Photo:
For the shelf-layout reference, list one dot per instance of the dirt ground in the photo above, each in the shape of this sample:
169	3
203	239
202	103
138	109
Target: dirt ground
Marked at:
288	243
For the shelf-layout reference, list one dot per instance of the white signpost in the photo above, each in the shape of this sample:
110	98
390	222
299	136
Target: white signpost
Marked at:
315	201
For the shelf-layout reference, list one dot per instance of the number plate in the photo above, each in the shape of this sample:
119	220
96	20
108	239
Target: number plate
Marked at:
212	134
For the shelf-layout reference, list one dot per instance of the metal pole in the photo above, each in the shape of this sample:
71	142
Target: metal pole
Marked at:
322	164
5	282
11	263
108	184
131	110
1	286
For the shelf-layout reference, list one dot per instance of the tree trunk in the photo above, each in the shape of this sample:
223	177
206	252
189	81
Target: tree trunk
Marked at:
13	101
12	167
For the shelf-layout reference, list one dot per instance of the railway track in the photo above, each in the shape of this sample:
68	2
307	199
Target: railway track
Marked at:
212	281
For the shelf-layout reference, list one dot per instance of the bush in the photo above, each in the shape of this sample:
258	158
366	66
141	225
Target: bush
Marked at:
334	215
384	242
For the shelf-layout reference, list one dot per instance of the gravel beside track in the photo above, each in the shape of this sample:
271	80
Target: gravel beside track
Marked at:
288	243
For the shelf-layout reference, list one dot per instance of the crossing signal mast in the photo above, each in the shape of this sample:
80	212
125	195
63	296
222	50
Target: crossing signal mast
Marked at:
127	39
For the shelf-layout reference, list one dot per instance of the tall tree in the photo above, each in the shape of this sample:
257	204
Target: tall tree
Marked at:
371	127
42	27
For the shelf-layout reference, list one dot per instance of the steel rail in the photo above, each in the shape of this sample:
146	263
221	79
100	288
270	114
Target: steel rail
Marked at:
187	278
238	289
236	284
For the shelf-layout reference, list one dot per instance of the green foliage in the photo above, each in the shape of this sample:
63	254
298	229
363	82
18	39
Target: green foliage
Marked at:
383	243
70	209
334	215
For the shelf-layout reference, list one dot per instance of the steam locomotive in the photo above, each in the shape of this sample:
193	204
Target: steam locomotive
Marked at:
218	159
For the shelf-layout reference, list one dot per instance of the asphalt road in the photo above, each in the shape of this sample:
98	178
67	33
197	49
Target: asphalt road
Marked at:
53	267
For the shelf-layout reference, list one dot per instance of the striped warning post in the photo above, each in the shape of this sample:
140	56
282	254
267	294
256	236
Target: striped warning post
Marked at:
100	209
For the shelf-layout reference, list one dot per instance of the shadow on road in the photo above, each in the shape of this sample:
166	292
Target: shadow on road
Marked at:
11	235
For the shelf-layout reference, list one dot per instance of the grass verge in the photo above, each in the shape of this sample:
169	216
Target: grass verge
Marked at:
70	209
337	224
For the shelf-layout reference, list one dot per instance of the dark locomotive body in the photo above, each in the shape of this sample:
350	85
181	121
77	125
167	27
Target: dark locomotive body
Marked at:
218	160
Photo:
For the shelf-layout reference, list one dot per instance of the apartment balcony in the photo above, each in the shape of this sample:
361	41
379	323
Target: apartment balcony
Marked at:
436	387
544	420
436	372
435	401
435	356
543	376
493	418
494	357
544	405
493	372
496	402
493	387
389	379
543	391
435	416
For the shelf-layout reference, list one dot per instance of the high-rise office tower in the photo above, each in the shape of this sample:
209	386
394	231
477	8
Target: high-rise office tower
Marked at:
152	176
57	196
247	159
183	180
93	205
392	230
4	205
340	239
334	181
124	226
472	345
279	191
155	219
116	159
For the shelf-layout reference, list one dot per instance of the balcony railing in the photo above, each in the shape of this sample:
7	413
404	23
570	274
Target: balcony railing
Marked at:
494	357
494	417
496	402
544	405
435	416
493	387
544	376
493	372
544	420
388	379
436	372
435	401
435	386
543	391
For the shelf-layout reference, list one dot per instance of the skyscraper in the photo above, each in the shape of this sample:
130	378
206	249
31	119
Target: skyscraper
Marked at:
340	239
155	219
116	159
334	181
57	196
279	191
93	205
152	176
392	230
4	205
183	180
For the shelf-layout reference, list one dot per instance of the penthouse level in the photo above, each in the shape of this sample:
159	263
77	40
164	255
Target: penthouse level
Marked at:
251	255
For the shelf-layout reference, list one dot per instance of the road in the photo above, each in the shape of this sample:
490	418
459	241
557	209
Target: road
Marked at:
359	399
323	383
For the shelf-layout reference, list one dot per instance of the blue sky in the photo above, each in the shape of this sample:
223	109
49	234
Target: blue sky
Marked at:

◆ **TASK STATEMENT**:
Copy the whole listing above character for character, keeping every line unchanged.

◆ **RESPONSE TO THE TASK**:
Photo:
For the shelf-layout reference, list one dot per instance of the dirt ground in the photo above, each in the shape of this sample:
169	3
203	239
202	103
138	109
Target: dirt ground
Marked at:
288	243
For the shelf-layout reference, list one dot per instance of the white signpost in the photo above, each in the shape of this sample:
110	98
390	222
299	136
Target: white signpost
Marked at:
315	201
For the shelf-layout reference, list one dot per instance of the number plate in the photo above, each in the shape of this sample:
119	220
96	20
108	239
Target: number plate
Marked at:
212	134
For the shelf-layout reference, list one dot per instance of the metal pole in the photo above, each in the shape of this sample:
71	142
Target: metal pole
Marked at:
322	164
5	282
11	263
108	184
131	110
1	286
For the shelf-layout reference, list one dot per instance of the tree trunk in the photo above, each in the shape of this sample:
223	177
206	252
189	81
Target: tree trunk
Marked at:
13	101
12	167
For the shelf-layout reference, list one dot per instance of the railway track in the photo above, each in the shape of this sample:
68	2
307	199
Target: railway track
Marked at:
212	281
For the shelf-layout reference, list one dot per instance of the bush in the photo above, each in the shape of this sample:
258	158
366	66
141	225
Target: bush
Marked at:
334	215
384	242
For the shelf-layout reference, list one dot per instance of the gravel beside track in the photo above, each in the shape of this sample:
271	80
Target: gravel beside track
Marked at:
288	243
For the shelf-layout reference, list one dot per instance of the crossing signal mast in the photo above, each in the shape of this sample:
80	212
125	195
63	296
222	50
Target: crossing signal mast
Marked at:
127	39
For the shelf-layout reference, list one dot per instance of the tall tree in the photo above, each in the shape of this sample:
257	204
Target: tall tree
Marked at:
371	127
42	27
For the shelf-layout reference, list one dot per instance of the steel rail in the photo above, each in the shape of this sample:
146	263
221	79
100	288
270	114
Target: steel rail
Marked at:
187	278
238	289
236	284
For the shelf-layout reference, list one dot per instance of the green foliage in the photo above, each in the shape of this sample:
63	254
298	229
363	82
18	39
Target: green foliage
Marked at:
383	243
70	209
334	215
For the shelf-layout reference, list one dot per instance of the steam locomotive in the photo above, each in the shape of this sample:
193	204
Target: steam locomotive
Marked at:
218	159
For the shelf-layout reference, list one dot per instance of the asphalt road in the photo above, each in the shape of this sample:
98	178
67	33
197	49
Target: asphalt road
Marked at:
53	267
For the shelf-layout reference, list one dot per instance of the striped warning post in the photo above, each in the shape of this sample:
140	56
282	254
267	294
256	236
Target: striped warning post
Marked at:
100	209
For the shelf-layout reference, list one dot per instance of the shadow on road in the photo above, each in the shape of this sample:
166	292
Target: shadow on road
Marked at:
11	235
For the shelf-layout reference, list one dot per instance of the grass verge in the photo above, each in the shape of this sample:
169	216
Target: grass verge
Marked at:
70	209
337	224
For the shelf-layout reference, list one dot per instance of the dark locomotive body in the photo above, each in the shape of this sample:
350	85
181	121
77	125
167	27
Target: dark locomotive body
Marked at:
218	160
Photo:
For the shelf-layout reference, list one dot per instance of the apartment balcony in the photo above, each in the shape of this sample:
361	41
379	323
Target: apartment balcony
Marked at:
436	387
544	420
436	372
435	401
435	356
543	376
493	418
494	357
544	405
493	372
496	402
493	387
389	379
543	391
435	416
For the shelf-layout reference, list one dot per instance of the high-rise office tower in the photo above, each in the shape of this sample:
209	386
394	231
477	8
Target: high-rise office tower
Marked at:
152	176
57	196
247	159
183	180
93	205
392	230
4	205
340	239
334	181
124	226
472	345
279	191
155	219
116	159
For the shelf-layout reference, list one dot per instance of the balcony railing in the photo above, each in the shape of this sample:
7	413
404	23
570	274
Target: balcony railing
Marked at:
494	357
494	417
496	402
544	405
435	416
493	387
544	376
493	372
544	420
388	379
436	372
435	401
435	386
543	391
For the shelf-layout reference, list one dot per instance of the skyscraper in the photo above, each in the shape of this sample:
130	378
206	249
31	119
Target: skyscraper
Marked at:
340	239
155	219
116	159
334	181
57	196
279	191
93	205
152	176
392	230
4	205
183	180
For the shelf-layout reference, list one dot per instance of the penthouse level in the photo above, each in the shape of this sample:
159	263
77	40
164	255
Target: penthouse level
Marked at:
251	255
For the shelf-layout reference, list one dot per instance of the road in the photo above, each in the shape of this sample:
490	418
459	241
557	209
Target: road
Marked at:
359	399
323	383
For the shelf-layout reference, list one dot per instance of the blue sky in the photo above, each in the shape of this sample:
223	109
49	234
Target: blue sky
Marked at:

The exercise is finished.